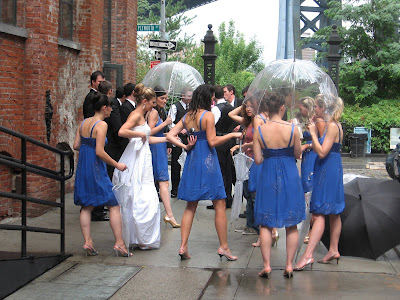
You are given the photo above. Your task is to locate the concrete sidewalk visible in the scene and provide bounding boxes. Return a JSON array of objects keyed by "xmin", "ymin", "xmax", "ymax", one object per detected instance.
[{"xmin": 0, "ymin": 158, "xmax": 400, "ymax": 300}]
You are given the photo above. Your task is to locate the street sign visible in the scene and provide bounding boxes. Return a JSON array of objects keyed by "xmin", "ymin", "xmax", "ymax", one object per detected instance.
[
  {"xmin": 154, "ymin": 51, "xmax": 168, "ymax": 60},
  {"xmin": 150, "ymin": 60, "xmax": 161, "ymax": 69},
  {"xmin": 149, "ymin": 40, "xmax": 177, "ymax": 51},
  {"xmin": 136, "ymin": 24, "xmax": 160, "ymax": 31}
]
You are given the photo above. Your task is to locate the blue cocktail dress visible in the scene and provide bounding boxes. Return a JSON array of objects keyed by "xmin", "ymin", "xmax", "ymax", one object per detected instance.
[
  {"xmin": 178, "ymin": 111, "xmax": 226, "ymax": 201},
  {"xmin": 74, "ymin": 119, "xmax": 118, "ymax": 206},
  {"xmin": 310, "ymin": 124, "xmax": 345, "ymax": 215},
  {"xmin": 254, "ymin": 124, "xmax": 306, "ymax": 228}
]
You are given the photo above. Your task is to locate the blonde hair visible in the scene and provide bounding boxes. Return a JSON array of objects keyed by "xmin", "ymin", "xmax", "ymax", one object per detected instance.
[
  {"xmin": 133, "ymin": 83, "xmax": 156, "ymax": 104},
  {"xmin": 300, "ymin": 96, "xmax": 315, "ymax": 120},
  {"xmin": 332, "ymin": 97, "xmax": 344, "ymax": 122}
]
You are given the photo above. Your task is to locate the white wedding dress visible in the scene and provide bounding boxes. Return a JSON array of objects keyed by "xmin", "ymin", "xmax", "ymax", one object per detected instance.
[{"xmin": 113, "ymin": 122, "xmax": 160, "ymax": 249}]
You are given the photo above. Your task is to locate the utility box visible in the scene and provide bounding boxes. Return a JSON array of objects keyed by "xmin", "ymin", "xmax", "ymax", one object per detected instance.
[{"xmin": 349, "ymin": 133, "xmax": 368, "ymax": 157}]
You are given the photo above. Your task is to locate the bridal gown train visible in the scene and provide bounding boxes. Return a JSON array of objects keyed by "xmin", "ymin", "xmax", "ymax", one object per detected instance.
[{"xmin": 113, "ymin": 123, "xmax": 160, "ymax": 249}]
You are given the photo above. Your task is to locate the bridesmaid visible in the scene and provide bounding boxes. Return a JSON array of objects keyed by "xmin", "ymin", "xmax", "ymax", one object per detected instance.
[
  {"xmin": 295, "ymin": 95, "xmax": 345, "ymax": 271},
  {"xmin": 167, "ymin": 84, "xmax": 242, "ymax": 260},
  {"xmin": 253, "ymin": 93, "xmax": 305, "ymax": 278},
  {"xmin": 74, "ymin": 94, "xmax": 131, "ymax": 256},
  {"xmin": 147, "ymin": 86, "xmax": 181, "ymax": 228}
]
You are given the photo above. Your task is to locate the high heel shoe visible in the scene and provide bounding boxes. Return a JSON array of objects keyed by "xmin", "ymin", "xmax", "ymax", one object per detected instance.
[
  {"xmin": 179, "ymin": 249, "xmax": 192, "ymax": 260},
  {"xmin": 251, "ymin": 238, "xmax": 261, "ymax": 247},
  {"xmin": 283, "ymin": 270, "xmax": 293, "ymax": 279},
  {"xmin": 318, "ymin": 253, "xmax": 340, "ymax": 265},
  {"xmin": 217, "ymin": 248, "xmax": 237, "ymax": 261},
  {"xmin": 293, "ymin": 257, "xmax": 314, "ymax": 271},
  {"xmin": 83, "ymin": 244, "xmax": 99, "ymax": 257},
  {"xmin": 114, "ymin": 245, "xmax": 133, "ymax": 257},
  {"xmin": 272, "ymin": 231, "xmax": 279, "ymax": 247},
  {"xmin": 258, "ymin": 270, "xmax": 271, "ymax": 279},
  {"xmin": 164, "ymin": 216, "xmax": 181, "ymax": 228}
]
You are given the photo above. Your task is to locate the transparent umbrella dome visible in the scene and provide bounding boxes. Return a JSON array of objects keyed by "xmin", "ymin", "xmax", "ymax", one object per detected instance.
[
  {"xmin": 245, "ymin": 59, "xmax": 340, "ymax": 120},
  {"xmin": 142, "ymin": 62, "xmax": 204, "ymax": 100}
]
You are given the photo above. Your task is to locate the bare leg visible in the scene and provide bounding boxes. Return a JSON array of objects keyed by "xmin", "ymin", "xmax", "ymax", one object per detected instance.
[
  {"xmin": 285, "ymin": 226, "xmax": 299, "ymax": 272},
  {"xmin": 108, "ymin": 206, "xmax": 125, "ymax": 247},
  {"xmin": 79, "ymin": 206, "xmax": 93, "ymax": 247},
  {"xmin": 213, "ymin": 199, "xmax": 229, "ymax": 251},
  {"xmin": 296, "ymin": 214, "xmax": 325, "ymax": 268},
  {"xmin": 259, "ymin": 226, "xmax": 272, "ymax": 275},
  {"xmin": 158, "ymin": 181, "xmax": 177, "ymax": 223},
  {"xmin": 179, "ymin": 201, "xmax": 199, "ymax": 252}
]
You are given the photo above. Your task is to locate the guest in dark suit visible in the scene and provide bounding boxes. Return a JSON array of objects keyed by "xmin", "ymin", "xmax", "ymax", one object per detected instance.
[
  {"xmin": 104, "ymin": 87, "xmax": 125, "ymax": 180},
  {"xmin": 168, "ymin": 88, "xmax": 193, "ymax": 198},
  {"xmin": 207, "ymin": 85, "xmax": 233, "ymax": 209},
  {"xmin": 119, "ymin": 83, "xmax": 136, "ymax": 152},
  {"xmin": 83, "ymin": 71, "xmax": 104, "ymax": 119}
]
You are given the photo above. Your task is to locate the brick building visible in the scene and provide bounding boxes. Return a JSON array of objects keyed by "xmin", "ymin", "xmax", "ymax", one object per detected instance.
[{"xmin": 0, "ymin": 0, "xmax": 137, "ymax": 220}]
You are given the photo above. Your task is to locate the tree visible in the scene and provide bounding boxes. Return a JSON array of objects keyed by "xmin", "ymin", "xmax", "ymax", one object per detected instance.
[{"xmin": 326, "ymin": 0, "xmax": 400, "ymax": 105}]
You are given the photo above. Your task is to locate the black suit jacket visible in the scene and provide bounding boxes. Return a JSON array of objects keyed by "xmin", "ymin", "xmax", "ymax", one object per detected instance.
[
  {"xmin": 119, "ymin": 100, "xmax": 135, "ymax": 124},
  {"xmin": 83, "ymin": 89, "xmax": 97, "ymax": 119}
]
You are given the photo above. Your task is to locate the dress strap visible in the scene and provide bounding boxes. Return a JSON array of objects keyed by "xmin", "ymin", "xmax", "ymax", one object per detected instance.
[
  {"xmin": 288, "ymin": 123, "xmax": 294, "ymax": 147},
  {"xmin": 199, "ymin": 110, "xmax": 207, "ymax": 131},
  {"xmin": 79, "ymin": 119, "xmax": 87, "ymax": 135},
  {"xmin": 182, "ymin": 113, "xmax": 187, "ymax": 131},
  {"xmin": 260, "ymin": 114, "xmax": 267, "ymax": 123},
  {"xmin": 336, "ymin": 123, "xmax": 341, "ymax": 143},
  {"xmin": 90, "ymin": 120, "xmax": 101, "ymax": 137},
  {"xmin": 258, "ymin": 126, "xmax": 268, "ymax": 148}
]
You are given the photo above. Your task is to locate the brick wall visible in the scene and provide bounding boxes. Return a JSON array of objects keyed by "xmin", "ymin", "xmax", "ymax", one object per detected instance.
[{"xmin": 0, "ymin": 0, "xmax": 137, "ymax": 220}]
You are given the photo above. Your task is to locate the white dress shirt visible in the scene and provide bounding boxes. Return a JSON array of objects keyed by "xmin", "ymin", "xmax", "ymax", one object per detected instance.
[{"xmin": 211, "ymin": 98, "xmax": 226, "ymax": 124}]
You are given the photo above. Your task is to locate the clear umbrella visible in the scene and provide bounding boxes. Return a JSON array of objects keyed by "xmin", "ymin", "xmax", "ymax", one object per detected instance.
[
  {"xmin": 246, "ymin": 59, "xmax": 340, "ymax": 120},
  {"xmin": 142, "ymin": 61, "xmax": 204, "ymax": 104},
  {"xmin": 231, "ymin": 141, "xmax": 253, "ymax": 224}
]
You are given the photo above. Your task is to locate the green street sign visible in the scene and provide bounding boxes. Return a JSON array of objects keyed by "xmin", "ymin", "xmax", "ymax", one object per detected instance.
[{"xmin": 137, "ymin": 24, "xmax": 160, "ymax": 31}]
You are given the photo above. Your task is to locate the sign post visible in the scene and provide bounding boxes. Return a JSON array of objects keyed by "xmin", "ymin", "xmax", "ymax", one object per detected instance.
[
  {"xmin": 149, "ymin": 40, "xmax": 177, "ymax": 51},
  {"xmin": 136, "ymin": 24, "xmax": 160, "ymax": 31}
]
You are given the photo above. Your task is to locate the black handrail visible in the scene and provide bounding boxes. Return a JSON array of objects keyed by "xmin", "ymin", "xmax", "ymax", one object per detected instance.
[{"xmin": 0, "ymin": 126, "xmax": 74, "ymax": 258}]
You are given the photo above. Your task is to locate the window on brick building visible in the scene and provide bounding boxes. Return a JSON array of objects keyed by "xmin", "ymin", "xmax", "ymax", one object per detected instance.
[
  {"xmin": 0, "ymin": 0, "xmax": 17, "ymax": 26},
  {"xmin": 58, "ymin": 0, "xmax": 74, "ymax": 40},
  {"xmin": 103, "ymin": 0, "xmax": 111, "ymax": 61}
]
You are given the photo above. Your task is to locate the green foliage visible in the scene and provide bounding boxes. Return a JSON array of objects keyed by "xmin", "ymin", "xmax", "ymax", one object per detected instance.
[
  {"xmin": 305, "ymin": 0, "xmax": 400, "ymax": 105},
  {"xmin": 342, "ymin": 100, "xmax": 400, "ymax": 153}
]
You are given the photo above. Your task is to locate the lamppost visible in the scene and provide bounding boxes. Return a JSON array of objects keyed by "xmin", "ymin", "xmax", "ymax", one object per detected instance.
[
  {"xmin": 202, "ymin": 24, "xmax": 217, "ymax": 85},
  {"xmin": 327, "ymin": 25, "xmax": 342, "ymax": 90}
]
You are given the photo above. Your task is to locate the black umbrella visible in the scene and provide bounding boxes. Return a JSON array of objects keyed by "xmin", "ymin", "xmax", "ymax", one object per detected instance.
[{"xmin": 322, "ymin": 178, "xmax": 400, "ymax": 259}]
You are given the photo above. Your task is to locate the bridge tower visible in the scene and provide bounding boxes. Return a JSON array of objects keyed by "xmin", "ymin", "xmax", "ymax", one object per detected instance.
[{"xmin": 276, "ymin": 0, "xmax": 341, "ymax": 59}]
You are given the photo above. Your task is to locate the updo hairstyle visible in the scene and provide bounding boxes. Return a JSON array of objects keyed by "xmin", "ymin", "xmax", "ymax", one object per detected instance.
[
  {"xmin": 133, "ymin": 83, "xmax": 156, "ymax": 104},
  {"xmin": 261, "ymin": 92, "xmax": 285, "ymax": 117},
  {"xmin": 91, "ymin": 93, "xmax": 111, "ymax": 112}
]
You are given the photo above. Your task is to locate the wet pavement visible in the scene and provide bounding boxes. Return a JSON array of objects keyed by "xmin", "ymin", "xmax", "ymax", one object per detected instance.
[{"xmin": 0, "ymin": 157, "xmax": 400, "ymax": 300}]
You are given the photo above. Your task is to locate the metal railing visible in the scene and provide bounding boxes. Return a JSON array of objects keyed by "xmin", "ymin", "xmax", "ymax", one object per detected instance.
[{"xmin": 0, "ymin": 126, "xmax": 74, "ymax": 258}]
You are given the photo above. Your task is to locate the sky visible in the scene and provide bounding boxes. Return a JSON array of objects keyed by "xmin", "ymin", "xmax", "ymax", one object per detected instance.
[{"xmin": 183, "ymin": 0, "xmax": 279, "ymax": 64}]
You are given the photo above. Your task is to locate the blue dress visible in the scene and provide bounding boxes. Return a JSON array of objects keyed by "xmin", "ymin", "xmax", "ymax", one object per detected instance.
[
  {"xmin": 74, "ymin": 120, "xmax": 118, "ymax": 206},
  {"xmin": 254, "ymin": 124, "xmax": 306, "ymax": 228},
  {"xmin": 310, "ymin": 125, "xmax": 345, "ymax": 215},
  {"xmin": 301, "ymin": 131, "xmax": 318, "ymax": 193},
  {"xmin": 150, "ymin": 116, "xmax": 169, "ymax": 181},
  {"xmin": 178, "ymin": 111, "xmax": 226, "ymax": 201},
  {"xmin": 248, "ymin": 115, "xmax": 267, "ymax": 193}
]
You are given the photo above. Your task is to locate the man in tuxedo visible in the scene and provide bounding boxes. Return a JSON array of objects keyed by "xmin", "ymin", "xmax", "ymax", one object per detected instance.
[
  {"xmin": 104, "ymin": 87, "xmax": 125, "ymax": 180},
  {"xmin": 168, "ymin": 88, "xmax": 193, "ymax": 198},
  {"xmin": 83, "ymin": 71, "xmax": 104, "ymax": 119},
  {"xmin": 119, "ymin": 83, "xmax": 136, "ymax": 152},
  {"xmin": 207, "ymin": 85, "xmax": 234, "ymax": 209}
]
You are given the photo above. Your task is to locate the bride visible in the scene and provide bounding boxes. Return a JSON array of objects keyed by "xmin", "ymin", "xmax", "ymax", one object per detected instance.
[{"xmin": 113, "ymin": 84, "xmax": 166, "ymax": 250}]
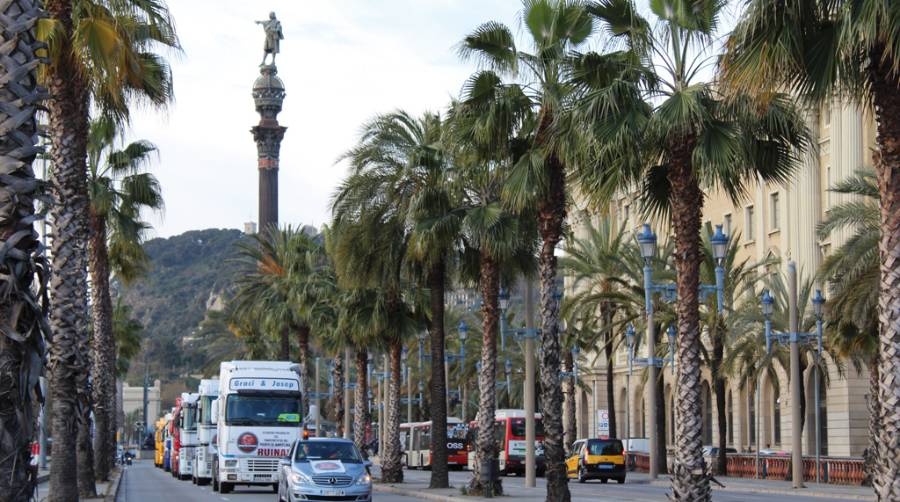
====
* Problem to work on *
Find every line in the records above that contains the string "dome" and copy each one out in full. Matching is case-sensitive.

* Solution to this exercise *
You are given the photo above. Your task is to locate the transparent umbrella dome visible in the scene and provide bounding boxes. Return a JSON array of objects keyed by "xmin", "ymin", "xmax", "ymax", one object per detected instance.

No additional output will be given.